(Action item) Copy out everything from the start of the data down to the line containing "50L29 82L32 1377L306", with both ends included and character for character. Omit the pictures from your answer.

(Material shown)
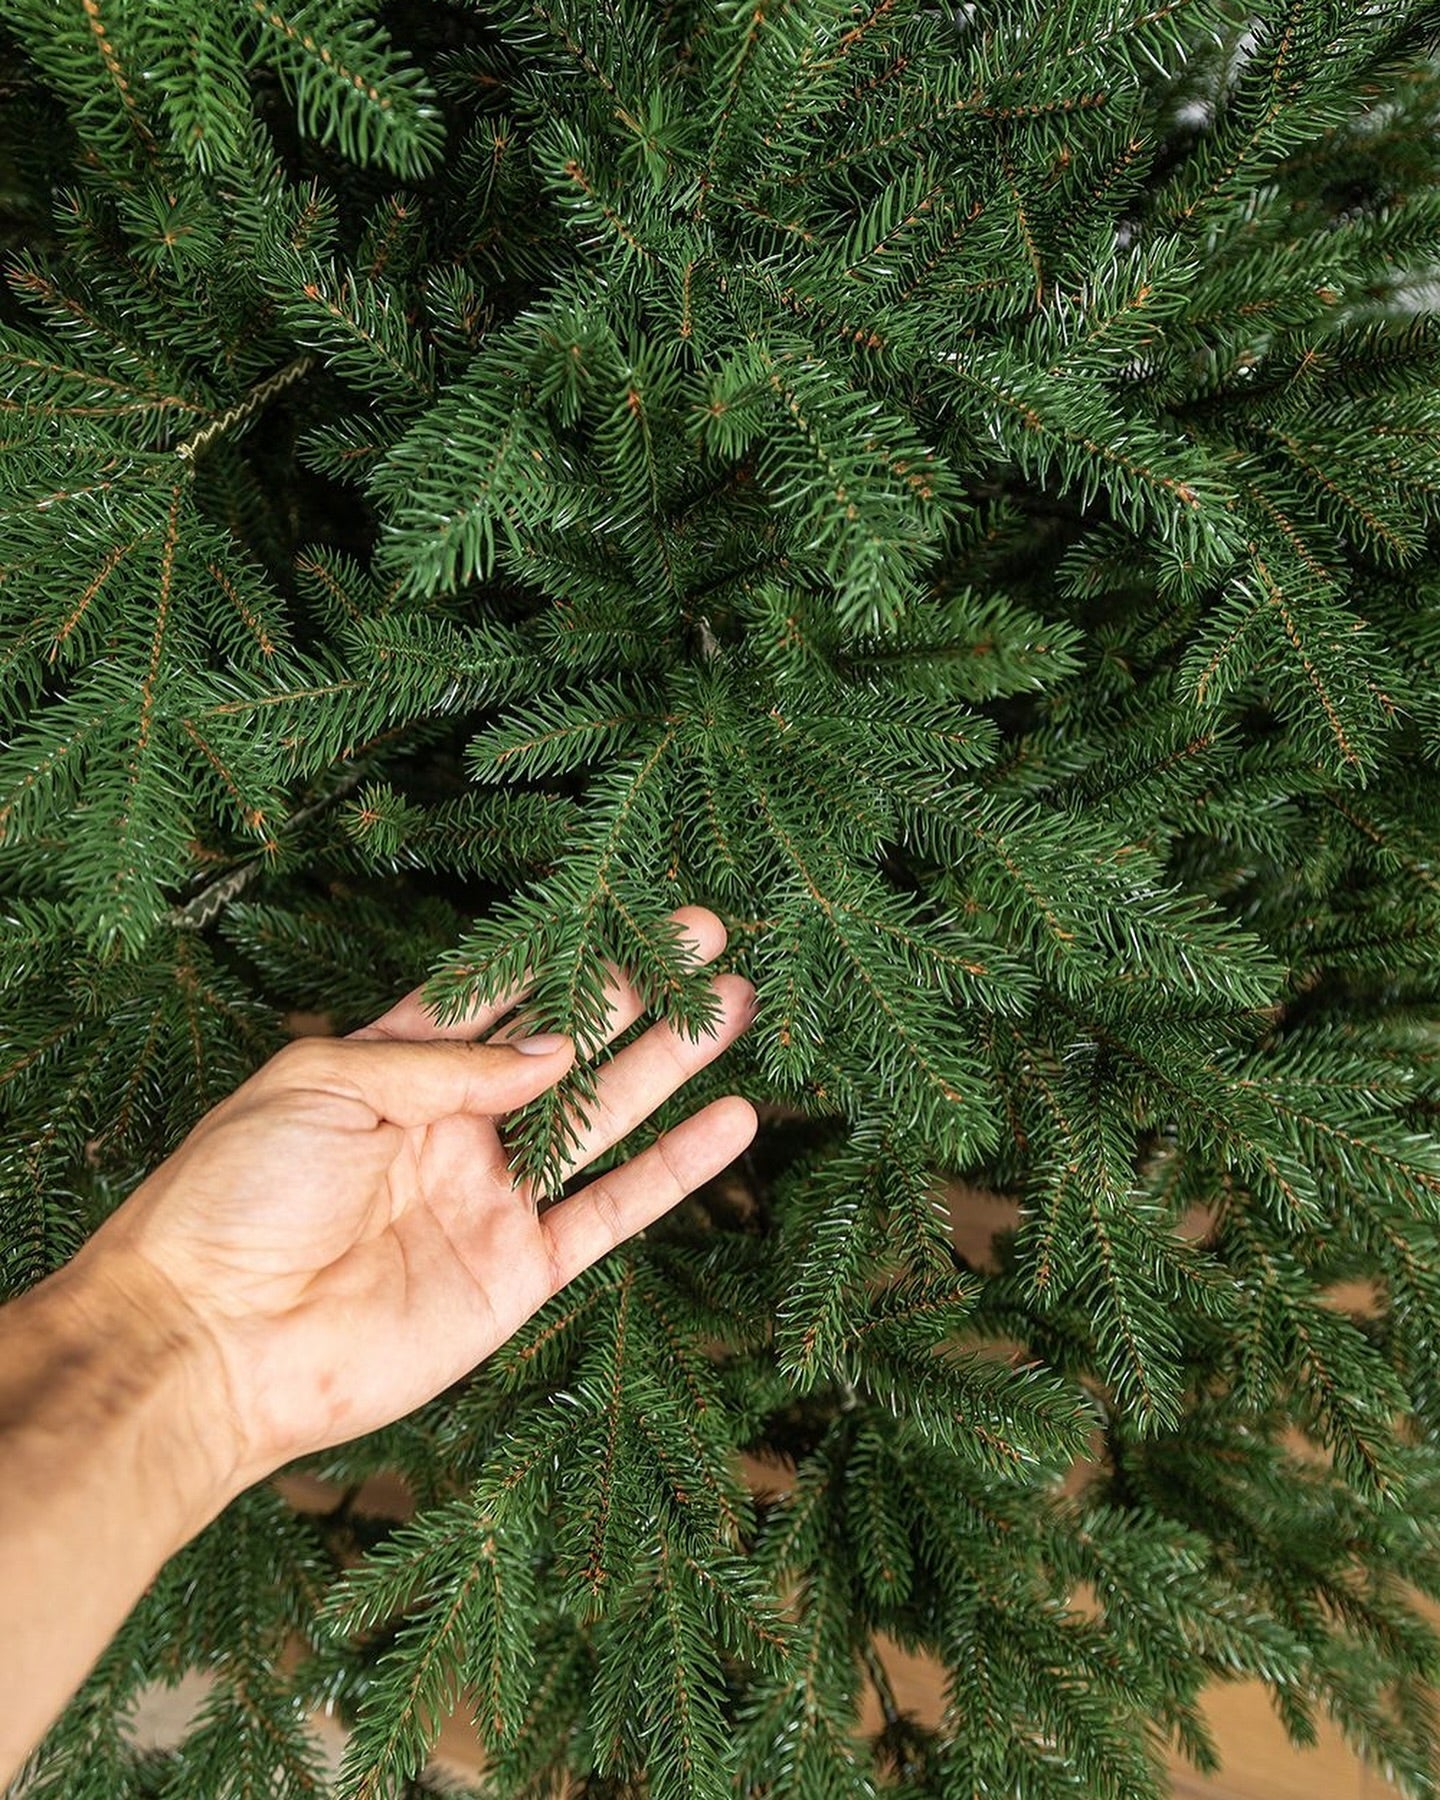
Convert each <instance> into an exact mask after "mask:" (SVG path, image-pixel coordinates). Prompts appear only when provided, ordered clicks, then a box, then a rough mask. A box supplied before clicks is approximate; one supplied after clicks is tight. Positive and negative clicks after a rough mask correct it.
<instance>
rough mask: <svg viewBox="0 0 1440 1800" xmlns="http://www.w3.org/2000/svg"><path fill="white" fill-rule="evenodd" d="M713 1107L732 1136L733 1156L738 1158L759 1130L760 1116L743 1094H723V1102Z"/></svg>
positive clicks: (718, 1100) (717, 1102)
mask: <svg viewBox="0 0 1440 1800" xmlns="http://www.w3.org/2000/svg"><path fill="white" fill-rule="evenodd" d="M715 1107H716V1109H718V1111H720V1116H722V1118H724V1121H725V1127H727V1129H729V1130H731V1134H733V1136H734V1139H736V1150H734V1154H736V1156H740V1152H742V1150H743V1148H745V1145H749V1143H751V1141H752V1139H754V1134H756V1132H758V1130H760V1114H758V1112H756V1109H754V1107H752V1105H751V1102H749V1100H747V1098H745V1096H743V1094H725V1098H724V1100H716V1102H715Z"/></svg>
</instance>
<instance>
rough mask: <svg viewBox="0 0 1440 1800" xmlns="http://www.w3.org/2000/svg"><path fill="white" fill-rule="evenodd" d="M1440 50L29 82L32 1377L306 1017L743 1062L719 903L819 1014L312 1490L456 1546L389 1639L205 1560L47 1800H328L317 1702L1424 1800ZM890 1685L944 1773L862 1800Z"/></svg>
mask: <svg viewBox="0 0 1440 1800" xmlns="http://www.w3.org/2000/svg"><path fill="white" fill-rule="evenodd" d="M1436 40H1440V9H1436V7H1435V5H1422V4H1413V0H1375V4H1368V5H1359V7H1357V5H1339V4H1332V0H1289V4H1280V0H1274V4H1269V0H1267V4H1260V5H1251V4H1226V0H1157V4H1154V5H1145V4H1141V0H1066V4H1037V0H1021V4H1013V0H1012V4H974V5H965V7H961V9H959V11H958V13H954V14H952V13H949V11H941V9H936V7H934V5H927V4H920V0H875V4H869V0H864V4H848V0H743V4H736V0H688V4H686V0H675V4H666V5H648V4H644V0H473V4H461V0H454V4H443V0H430V4H419V0H412V4H396V5H391V7H383V9H378V11H376V9H365V7H364V5H360V4H356V0H302V4H299V5H295V7H284V5H272V4H270V0H225V4H223V5H221V4H214V0H209V4H207V0H149V4H142V0H7V5H5V9H4V77H0V79H4V113H2V115H0V131H2V133H4V144H5V162H4V169H5V173H4V216H5V236H7V245H9V254H7V265H5V266H7V284H5V297H4V308H5V310H4V324H2V328H0V365H4V392H5V401H4V416H5V423H4V448H5V454H4V461H0V619H2V621H4V639H2V641H4V655H2V657H0V693H2V695H4V718H5V738H4V749H0V880H4V893H5V900H4V918H2V920H0V985H2V986H4V1015H0V1017H2V1021H4V1022H0V1040H2V1042H0V1094H4V1102H5V1138H4V1166H2V1172H0V1233H2V1237H4V1247H5V1280H7V1291H9V1292H18V1291H22V1289H25V1287H27V1285H31V1283H32V1282H36V1280H38V1278H40V1276H43V1274H45V1273H47V1271H50V1269H54V1267H56V1265H58V1264H61V1262H63V1260H65V1258H67V1256H68V1255H70V1253H72V1249H74V1247H76V1246H77V1242H81V1238H83V1237H85V1235H86V1231H88V1229H92V1228H94V1226H95V1224H97V1222H99V1219H101V1217H104V1215H106V1211H108V1210H110V1208H113V1206H115V1204H119V1201H121V1199H122V1197H124V1193H126V1192H128V1190H130V1188H131V1186H133V1184H135V1183H137V1181H139V1179H140V1177H142V1175H144V1172H146V1170H148V1168H149V1166H153V1163H155V1161H157V1159H158V1157H162V1156H164V1154H167V1150H171V1148H173V1147H175V1145H176V1143H178V1141H180V1138H182V1136H184V1134H185V1132H187V1130H189V1127H191V1125H193V1123H194V1121H196V1120H198V1118H200V1116H202V1112H203V1111H205V1109H207V1107H209V1105H212V1103H214V1102H218V1100H220V1098H221V1096H223V1094H225V1093H229V1091H230V1087H234V1085H236V1082H239V1080H241V1078H243V1076H245V1075H247V1073H248V1071H250V1069H252V1067H256V1064H257V1062H259V1060H263V1058H265V1057H266V1055H268V1053H270V1051H272V1049H275V1048H277V1046H279V1042H281V1026H279V1019H281V1013H283V1010H284V1008H295V1006H310V1008H320V1010H328V1012H329V1013H331V1017H333V1021H335V1026H337V1028H338V1030H349V1028H353V1026H355V1024H360V1022H362V1021H365V1019H369V1017H373V1015H374V1013H378V1012H382V1010H383V1008H385V1006H387V1004H391V1001H392V999H394V997H396V995H398V994H400V992H401V990H403V988H405V986H409V985H414V983H416V981H421V979H427V977H428V988H427V992H428V995H430V997H432V999H434V1003H436V1013H437V1017H439V1019H454V1017H455V1015H457V1013H459V1012H461V1010H463V1008H464V1006H466V1003H468V1001H472V999H477V997H493V995H499V994H500V992H504V990H506V988H508V986H509V985H511V983H513V981H515V979H517V976H520V974H522V972H524V970H526V968H527V967H531V968H535V972H536V990H535V999H533V1010H535V1012H536V1013H538V1015H540V1024H542V1028H554V1030H569V1031H576V1033H578V1035H580V1039H581V1042H583V1039H585V1035H587V1031H592V1030H594V1026H596V1019H598V1015H599V1008H601V1003H603V979H605V965H607V959H612V961H617V963H621V965H625V967H626V968H630V970H632V972H634V974H635V979H637V981H639V983H641V986H643V992H644V995H646V999H648V1003H650V1006H652V1008H653V1010H655V1012H661V1013H664V1015H668V1017H671V1019H675V1021H677V1022H682V1024H686V1026H688V1028H691V1030H698V1028H700V1026H702V1024H704V1017H706V1006H704V990H702V983H700V979H698V977H695V976H693V974H686V972H684V967H682V961H680V958H679V954H677V949H675V940H673V934H671V931H670V929H668V927H666V918H668V914H670V911H673V907H677V905H680V904H686V902H698V904H704V905H711V907H713V909H715V911H718V913H720V914H722V918H724V920H725V922H727V927H729V934H731V949H729V952H727V963H729V967H736V968H740V970H742V972H745V974H749V976H751V977H752V979H754V981H756V985H758V990H760V1004H761V1012H760V1019H758V1022H756V1026H754V1028H752V1030H751V1033H749V1035H747V1039H745V1040H742V1044H740V1046H738V1048H736V1049H734V1051H733V1053H729V1055H727V1057H725V1058H722V1060H720V1062H718V1064H715V1066H711V1069H707V1071H706V1075H704V1076H702V1078H698V1080H697V1082H695V1084H691V1087H689V1089H686V1093H684V1094H682V1096H680V1098H679V1100H677V1102H675V1103H673V1109H671V1114H673V1116H679V1114H682V1112H686V1111H689V1109H693V1107H695V1105H698V1103H700V1102H702V1100H706V1098H709V1094H716V1093H725V1091H731V1089H740V1091H743V1093H747V1094H749V1096H751V1098H752V1100H756V1102H758V1103H763V1107H765V1125H763V1130H761V1138H760V1139H758V1143H756V1147H754V1150H752V1152H751V1154H747V1156H745V1157H743V1159H742V1163H740V1165H738V1166H736V1168H734V1170H733V1172H731V1175H727V1177H725V1179H722V1181H718V1183H715V1184H711V1188H707V1190H704V1192H702V1193H700V1195H697V1197H695V1199H691V1201H689V1202H686V1206H682V1208H680V1210H679V1211H677V1213H675V1215H673V1217H670V1219H668V1220H666V1222H664V1224H662V1226H659V1228H655V1229H652V1231H650V1233H648V1235H646V1237H644V1238H643V1240H637V1242H634V1244H630V1246H626V1247H625V1249H621V1251H617V1253H616V1255H614V1256H612V1258H608V1260H607V1262H605V1264H601V1265H598V1267H596V1269H592V1271H590V1273H589V1274H587V1276H583V1278H581V1280H578V1282H576V1283H574V1285H572V1287H571V1289H567V1291H565V1292H563V1294H562V1296H560V1298H558V1300H556V1301H554V1303H553V1305H549V1307H547V1309H545V1310H544V1312H542V1314H538V1316H536V1318H535V1319H533V1323H531V1325H529V1327H527V1328H526V1330H524V1332H522V1334H520V1337H517V1339H513V1341H511V1345H508V1346H506V1350H502V1352H500V1354H499V1355H497V1357H493V1359H491V1361H490V1363H488V1364H484V1366H482V1368H479V1370H477V1372H475V1375H473V1379H470V1381H466V1382H463V1384H461V1386H459V1388H457V1390H452V1391H448V1393H445V1395H441V1397H439V1399H437V1400H436V1402H434V1404H432V1406H428V1408H423V1409H421V1411H419V1413H418V1415H414V1417H412V1418H409V1420H403V1422H401V1424H398V1426H394V1427H392V1429H387V1431H382V1433H376V1435H374V1436H371V1438H365V1440H360V1442H356V1444H353V1445H347V1447H344V1449H342V1451H335V1453H331V1454H328V1456H324V1458H319V1460H315V1462H313V1463H311V1465H310V1467H311V1472H319V1474H322V1476H329V1478H337V1480H344V1481H349V1483H355V1481H360V1480H364V1478H365V1476H367V1474H371V1472H373V1471H378V1469H396V1471H400V1472H401V1474H403V1476H405V1480H407V1481H409V1485H410V1489H412V1492H414V1494H416V1498H418V1501H419V1512H418V1516H416V1519H414V1521H410V1523H407V1525H403V1526H401V1528H396V1530H392V1532H389V1534H383V1532H382V1534H378V1541H376V1543H373V1546H371V1552H369V1555H367V1559H365V1561H364V1562H362V1564H360V1566H356V1568H349V1570H344V1568H342V1566H340V1555H338V1552H337V1544H335V1530H333V1528H331V1526H333V1523H335V1521H324V1519H301V1517H295V1516H292V1514H290V1510H288V1508H286V1507H284V1503H283V1501H281V1498H279V1496H277V1494H275V1492H274V1490H272V1489H259V1490H254V1492H250V1494H247V1496H245V1498H243V1499H241V1501H238V1503H236V1505H234V1507H230V1508H229V1510H227V1512H225V1514H223V1516H221V1519H218V1521H216V1525H214V1526H212V1528H211V1530H207V1532H205V1534H203V1535H202V1537H200V1539H198V1541H196V1543H194V1544H191V1546H189V1550H185V1552H184V1553H182V1555H180V1557H176V1559H175V1561H173V1562H171V1564H169V1566H167V1568H166V1571H164V1573H162V1577H160V1579H158V1580H157V1584H155V1588H153V1589H151V1591H149V1593H148V1595H146V1598H144V1600H142V1604H140V1606H139V1607H137V1611H135V1613H133V1616H131V1618H130V1622H128V1624H126V1627H124V1631H122V1634H121V1638H117V1642H115V1643H113V1645H112V1649H110V1652H106V1656H104V1658H103V1661H101V1663H99V1667H97V1669H95V1672H94V1676H92V1679H90V1681H88V1683H86V1688H85V1692H83V1694H81V1696H77V1699H76V1703H74V1705H72V1708H70V1710H68V1712H67V1714H65V1717H63V1719H61V1721H59V1724H58V1726H56V1730H54V1732H52V1733H50V1737H49V1741H47V1744H45V1746H43V1748H41V1751H40V1755H38V1757H36V1759H34V1769H32V1771H31V1773H32V1782H34V1786H32V1789H31V1791H32V1793H36V1795H43V1796H59V1795H65V1796H67V1800H74V1796H94V1800H121V1796H130V1795H164V1796H166V1800H180V1796H185V1800H202V1796H211V1795H214V1796H220V1795H243V1793H268V1795H313V1793H317V1791H320V1787H322V1782H320V1775H319V1764H317V1760H315V1753H313V1748H311V1744H310V1741H308V1737H306V1732H304V1715H306V1710H308V1708H310V1706H313V1705H317V1703H322V1701H326V1703H331V1705H335V1706H337V1708H338V1712H340V1714H342V1715H344V1717H346V1719H347V1721H349V1723H351V1724H353V1726H355V1733H353V1741H351V1748H349V1753H347V1762H346V1771H344V1775H342V1778H340V1791H342V1793H344V1795H349V1796H360V1795H365V1796H378V1795H400V1793H425V1791H428V1787H427V1786H425V1782H423V1778H421V1777H419V1771H421V1768H423V1764H425V1757H427V1751H428V1748H430V1744H432V1741H434V1730H436V1721H437V1717H439V1715H441V1712H443V1710H445V1708H446V1705H448V1703H452V1701H454V1697H455V1696H457V1694H459V1692H461V1690H464V1694H466V1705H468V1706H470V1708H473V1715H475V1721H477V1728H479V1732H481V1735H482V1741H484V1742H486V1746H488V1751H490V1775H488V1777H486V1780H488V1784H490V1786H488V1789H486V1791H490V1793H493V1795H497V1796H520V1795H545V1793H560V1791H562V1789H563V1784H565V1780H567V1778H569V1780H572V1782H574V1784H576V1787H578V1791H585V1793H592V1795H630V1793H635V1795H641V1793H644V1795H653V1796H655V1800H695V1796H702V1800H704V1796H720V1795H729V1793H742V1795H774V1796H776V1800H832V1796H850V1795H869V1793H875V1791H877V1789H878V1791H887V1793H896V1795H911V1796H922V1795H932V1796H938V1800H979V1796H985V1800H1001V1796H1006V1800H1010V1796H1021V1800H1051V1796H1060V1795H1066V1796H1075V1795H1084V1796H1094V1800H1121V1796H1123V1800H1136V1796H1148V1795H1157V1793H1163V1787H1165V1778H1163V1750H1165V1746H1166V1744H1177V1746H1179V1748H1181V1750H1183V1751H1184V1753H1186V1755H1188V1757H1190V1759H1193V1762H1197V1764H1199V1766H1201V1768H1204V1766H1208V1764H1210V1762H1213V1751H1211V1746H1210V1741H1208V1735H1206V1730H1204V1724H1202V1719H1201V1714H1199V1710H1197V1694H1199V1690H1201V1687H1202V1685H1204V1683H1206V1681H1208V1679H1211V1678H1224V1676H1235V1674H1242V1672H1247V1674H1260V1676H1264V1679H1265V1681H1267V1683H1269V1687H1271V1690H1273V1696H1274V1703H1276V1706H1278V1708H1280V1714H1282V1717H1283V1721H1285V1724H1287V1728H1289V1732H1291V1733H1292V1735H1294V1737H1296V1739H1298V1741H1305V1737H1307V1733H1310V1732H1312V1728H1314V1726H1312V1721H1314V1719H1316V1715H1319V1714H1330V1715H1332V1717H1336V1719H1337V1721H1339V1723H1341V1726H1343V1728H1345V1732H1346V1735H1348V1737H1350V1741H1352V1742H1354V1744H1355V1746H1357V1748H1361V1751H1363V1753H1364V1755H1368V1757H1372V1759H1373V1760H1375V1762H1377V1764H1384V1766H1386V1768H1390V1769H1391V1771H1393V1773H1395V1777H1397V1780H1399V1782H1400V1784H1402V1787H1404V1789H1406V1791H1408V1793H1411V1795H1431V1793H1435V1791H1436V1721H1435V1708H1433V1697H1431V1683H1433V1681H1435V1679H1436V1674H1438V1672H1440V1640H1436V1636H1435V1633H1433V1631H1429V1629H1427V1627H1426V1625H1424V1624H1422V1620H1420V1616H1418V1615H1417V1611H1415V1609H1413V1600H1411V1595H1413V1593H1415V1591H1420V1593H1427V1595H1440V1458H1438V1456H1436V1431H1440V1370H1438V1368H1436V1359H1435V1352H1436V1336H1438V1334H1440V1238H1438V1237H1436V1226H1438V1224H1440V1147H1436V1141H1435V1138H1433V1134H1431V1127H1433V1120H1435V1109H1436V1094H1438V1087H1436V1013H1435V986H1436V983H1435V974H1433V959H1435V954H1436V940H1438V938H1440V900H1438V898H1436V896H1438V895H1440V884H1438V882H1436V869H1435V857H1433V846H1435V833H1436V826H1440V788H1436V770H1435V758H1436V727H1438V725H1440V711H1438V709H1436V697H1435V686H1433V682H1435V670H1436V659H1438V657H1440V603H1438V601H1440V581H1436V576H1435V572H1433V545H1435V522H1436V497H1440V412H1436V400H1435V383H1436V378H1438V376H1440V333H1436V326H1435V322H1433V306H1435V266H1436V239H1438V238H1440V198H1436V194H1438V189H1436V175H1440V151H1438V149H1436V135H1435V126H1436V113H1438V112H1440V65H1436V59H1435V49H1436ZM590 1091H592V1089H590V1082H589V1076H587V1069H585V1067H583V1066H580V1067H578V1071H576V1075H574V1076H572V1078H569V1080H567V1082H565V1084H563V1087H562V1093H560V1098H558V1100H554V1102H551V1103H536V1105H535V1107H533V1109H527V1112H526V1116H524V1118H520V1120H518V1121H517V1129H515V1132H513V1145H515V1156H517V1168H518V1170H520V1172H524V1174H527V1175H531V1177H535V1179H538V1181H542V1183H544V1184H547V1186H553V1181H554V1174H556V1168H558V1156H560V1148H562V1147H563V1141H565V1130H567V1118H569V1114H571V1111H572V1109H583V1107H585V1102H587V1096H589V1094H590ZM668 1116H670V1114H661V1118H659V1120H657V1123H659V1125H662V1123H666V1120H668ZM626 1148H634V1145H630V1147H626ZM621 1154H625V1152H614V1156H616V1157H617V1156H621ZM959 1181H963V1183H968V1184H972V1186H979V1188H985V1190H990V1192H1001V1193H1012V1195H1017V1197H1019V1201H1021V1208H1022V1211H1021V1226H1019V1229H1017V1231H1015V1233H1013V1235H1010V1237H1008V1238H1006V1240H1004V1242H1003V1244H999V1246H997V1255H999V1264H997V1267H995V1269H981V1267H976V1265H970V1264H968V1262H967V1258H963V1256H961V1255H959V1253H958V1251H956V1249H954V1244H952V1233H950V1219H949V1210H952V1208H958V1206H963V1204H965V1201H963V1192H965V1190H963V1188H961V1186H958V1183H959ZM1354 1280H1368V1282H1372V1283H1373V1289H1375V1307H1373V1310H1370V1312H1364V1314H1352V1312H1350V1310H1345V1309H1343V1307H1339V1305H1336V1303H1332V1298H1330V1296H1332V1291H1334V1287H1336V1283H1339V1282H1354ZM745 1451H749V1453H769V1454H772V1456H779V1458H788V1460H790V1462H792V1463H794V1480H792V1483H790V1485H788V1489H787V1492H785V1494H783V1498H779V1499H774V1501H769V1503H756V1499H754V1498H752V1496H751V1494H749V1492H747V1489H745V1485H743V1481H742V1480H740V1462H738V1458H740V1453H745ZM877 1633H884V1634H887V1636H889V1638H891V1640H895V1642H898V1643H902V1645H911V1647H925V1649H929V1651H931V1652H932V1654H934V1656H936V1658H940V1661H941V1663H943V1667H945V1669H947V1681H949V1687H947V1719H945V1724H943V1726H941V1730H938V1732H936V1730H927V1728H922V1726H918V1724H914V1723H913V1721H905V1719H902V1717H895V1719H891V1721H889V1723H887V1728H886V1732H884V1733H882V1735H880V1737H878V1739H877V1741H873V1742H864V1741H859V1739H855V1737H853V1733H851V1726H853V1719H855V1712H857V1696H859V1690H860V1683H862V1681H864V1679H866V1672H868V1670H869V1674H871V1676H875V1678H877V1679H882V1676H878V1674H877V1663H875V1656H873V1640H875V1634H877ZM295 1634H299V1636H301V1638H302V1642H304V1647H306V1654H304V1656H302V1660H301V1661H299V1663H297V1665H293V1667H284V1665H281V1663H279V1661H277V1658H279V1651H281V1647H283V1645H284V1643H286V1642H288V1640H292V1638H293V1636H295ZM191 1667H205V1669H211V1670H212V1672H214V1674H216V1678H218V1679H216V1685H214V1690H212V1694H211V1699H209V1701H207V1705H205V1712H203V1715H202V1717H200V1721H198V1723H196V1726H194V1730H193V1733H191V1735H189V1737H187V1741H185V1742H184V1744H182V1746H180V1750H178V1751H175V1753H171V1755H164V1757H135V1753H133V1751H131V1750H130V1746H128V1741H126V1735H124V1723H126V1715H128V1708H130V1703H131V1699H133V1696H135V1692H137V1690H139V1688H140V1687H142V1685H144V1683H146V1681H151V1679H157V1678H158V1679H175V1678H176V1676H178V1674H180V1672H184V1670H185V1669H191ZM283 1669H284V1672H283Z"/></svg>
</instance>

(Task output)
Convert each <instance> into an exact mask after "mask:" (SVG path, image-pixel coordinates). Prompts appear only when provided, ordered clicks, then a box, then a rough mask. A box supplied before clicks is approximate; one supplied after clicks is tight. Positive and negative clicks after a rough mask correct it.
<instance>
rough mask: <svg viewBox="0 0 1440 1800" xmlns="http://www.w3.org/2000/svg"><path fill="white" fill-rule="evenodd" d="M713 1107L732 1136L733 1156L738 1158L759 1130L760 1116L743 1094H723V1102Z"/></svg>
positive clicks: (718, 1100) (717, 1102)
mask: <svg viewBox="0 0 1440 1800" xmlns="http://www.w3.org/2000/svg"><path fill="white" fill-rule="evenodd" d="M715 1107H716V1109H718V1111H720V1116H722V1118H724V1121H725V1127H727V1129H729V1130H731V1134H733V1136H734V1139H736V1150H734V1154H736V1156H740V1152H742V1150H743V1148H745V1145H749V1143H751V1141H752V1139H754V1134H756V1132H758V1130H760V1114H758V1112H756V1109H754V1107H752V1105H751V1102H749V1100H747V1098H745V1096H743V1094H725V1098H724V1100H716V1102H715Z"/></svg>
</instance>
<instance>
rough mask: <svg viewBox="0 0 1440 1800" xmlns="http://www.w3.org/2000/svg"><path fill="white" fill-rule="evenodd" d="M1440 50L29 82L32 1377L306 1017L743 1062L719 903L819 1014L312 1490L456 1546L389 1639L205 1560L47 1800H328L317 1702L1424 1800ZM890 1685L944 1773L862 1800Z"/></svg>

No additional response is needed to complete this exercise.